>> Begin ITEMS

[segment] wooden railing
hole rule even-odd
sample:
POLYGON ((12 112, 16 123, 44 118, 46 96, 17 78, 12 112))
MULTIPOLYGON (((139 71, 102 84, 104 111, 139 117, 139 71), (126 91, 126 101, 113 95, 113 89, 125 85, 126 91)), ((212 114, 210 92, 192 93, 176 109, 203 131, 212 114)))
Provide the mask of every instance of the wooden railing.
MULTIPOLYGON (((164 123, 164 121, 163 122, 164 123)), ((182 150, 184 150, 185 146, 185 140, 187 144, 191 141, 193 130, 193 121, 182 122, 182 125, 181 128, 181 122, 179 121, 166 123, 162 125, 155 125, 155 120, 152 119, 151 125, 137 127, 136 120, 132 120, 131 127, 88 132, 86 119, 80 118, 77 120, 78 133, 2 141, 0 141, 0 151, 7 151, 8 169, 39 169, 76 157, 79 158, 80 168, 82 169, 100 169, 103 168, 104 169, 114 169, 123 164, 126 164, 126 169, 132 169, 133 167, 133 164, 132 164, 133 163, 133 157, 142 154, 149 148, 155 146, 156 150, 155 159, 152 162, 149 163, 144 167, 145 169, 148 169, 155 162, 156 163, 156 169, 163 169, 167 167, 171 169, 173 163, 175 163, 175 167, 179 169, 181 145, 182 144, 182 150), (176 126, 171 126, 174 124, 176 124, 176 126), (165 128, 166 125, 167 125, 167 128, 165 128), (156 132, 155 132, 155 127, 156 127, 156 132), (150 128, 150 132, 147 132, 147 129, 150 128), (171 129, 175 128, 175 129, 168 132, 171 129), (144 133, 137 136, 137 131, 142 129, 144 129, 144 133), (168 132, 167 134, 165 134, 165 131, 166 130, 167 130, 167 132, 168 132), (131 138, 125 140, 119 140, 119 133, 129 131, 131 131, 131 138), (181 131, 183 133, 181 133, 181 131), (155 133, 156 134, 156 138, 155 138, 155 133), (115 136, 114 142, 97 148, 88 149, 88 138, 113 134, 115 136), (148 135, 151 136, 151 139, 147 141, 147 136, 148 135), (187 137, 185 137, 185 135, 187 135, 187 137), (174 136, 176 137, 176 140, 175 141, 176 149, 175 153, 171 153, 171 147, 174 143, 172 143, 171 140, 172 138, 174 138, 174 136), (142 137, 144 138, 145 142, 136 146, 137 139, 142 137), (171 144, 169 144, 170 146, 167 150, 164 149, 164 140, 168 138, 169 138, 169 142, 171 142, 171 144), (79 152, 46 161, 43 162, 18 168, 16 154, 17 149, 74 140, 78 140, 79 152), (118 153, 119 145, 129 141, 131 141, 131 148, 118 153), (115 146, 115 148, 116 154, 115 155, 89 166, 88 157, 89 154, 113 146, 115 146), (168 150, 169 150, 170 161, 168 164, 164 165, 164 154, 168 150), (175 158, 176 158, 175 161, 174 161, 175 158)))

>> End ITEMS

> [PROBLEM TO WORK ON]
Render the records as a JSON list of strings, one string per line, with blank lines left out.

> [CORRECT OUTPUT]
[
  "[segment] wooden railing",
  "hole rule even-odd",
  "sample:",
  "POLYGON ((12 112, 16 123, 44 118, 46 96, 17 78, 12 112))",
  "MULTIPOLYGON (((139 71, 102 84, 104 111, 139 117, 139 71), (126 91, 126 101, 113 95, 113 89, 125 85, 126 91)), ((212 114, 210 92, 192 93, 176 109, 203 131, 212 114)))",
  "Provide the mask of every instance of the wooden railing.",
  "MULTIPOLYGON (((164 123, 164 121, 163 122, 164 123)), ((182 150, 184 150, 185 146, 185 140, 187 144, 191 141, 193 130, 193 121, 182 122, 182 125, 181 128, 181 122, 179 121, 166 123, 162 125, 155 125, 155 120, 152 119, 151 125, 137 127, 136 120, 132 120, 131 127, 88 132, 86 119, 80 118, 77 120, 78 133, 2 141, 0 141, 0 151, 7 151, 8 169, 39 169, 76 157, 79 158, 80 168, 82 169, 100 169, 103 168, 104 169, 114 169, 123 164, 126 164, 126 169, 132 169, 133 167, 133 164, 132 164, 133 163, 133 157, 142 154, 149 148, 155 146, 156 150, 155 159, 152 162, 149 163, 144 167, 145 169, 148 169, 155 162, 156 163, 156 169, 163 169, 167 167, 171 169, 173 163, 175 163, 175 167, 179 169, 181 145, 182 144, 182 150), (176 126, 171 126, 174 124, 176 124, 176 126), (165 128, 166 125, 167 125, 167 128, 165 128), (156 132, 155 132, 155 127, 156 127, 156 132), (150 128, 150 132, 147 132, 147 129, 150 128), (171 129, 175 128, 175 129, 168 132, 171 129), (144 133, 137 136, 137 131, 142 129, 144 129, 144 133), (168 132, 167 134, 165 134, 165 131, 166 130, 167 130, 167 132, 168 132), (131 138, 125 140, 119 140, 119 133, 129 131, 131 131, 131 138), (181 131, 183 133, 181 133, 181 131), (155 133, 156 134, 156 138, 155 138, 155 133), (115 136, 114 142, 97 148, 88 149, 88 138, 113 134, 115 136), (148 135, 151 136, 151 139, 147 141, 147 136, 148 135), (187 137, 185 137, 185 135, 187 135, 187 137), (174 136, 176 137, 176 140, 175 141, 176 149, 175 153, 171 153, 171 147, 174 143, 172 143, 171 140, 172 138, 174 138, 174 136), (142 137, 144 138, 145 142, 136 146, 137 139, 142 137), (171 144, 169 144, 170 146, 167 150, 164 149, 164 140, 168 138, 169 138, 169 142, 171 142, 171 144), (79 152, 46 161, 43 162, 18 168, 16 154, 17 149, 74 140, 78 140, 79 152), (118 153, 119 145, 129 141, 131 141, 131 148, 118 153), (115 146, 115 148, 116 154, 115 155, 89 166, 88 157, 89 154, 113 146, 115 146), (168 150, 169 150, 170 161, 168 164, 164 165, 164 154, 168 150), (175 158, 176 158, 175 161, 174 161, 175 158)))"
]